- **Action item**
Your job is to reproduce all of the data exactly.

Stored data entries
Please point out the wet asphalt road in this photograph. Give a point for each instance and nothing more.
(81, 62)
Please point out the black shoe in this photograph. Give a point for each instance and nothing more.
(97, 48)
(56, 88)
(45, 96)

- **Solution to the problem**
Please point out the wet asphalt road in this photograph. Give a point for each instance and nothing more.
(81, 62)
Please point out the black shoe in this photograph. Give a point for each instance and nothing more.
(97, 48)
(56, 88)
(45, 96)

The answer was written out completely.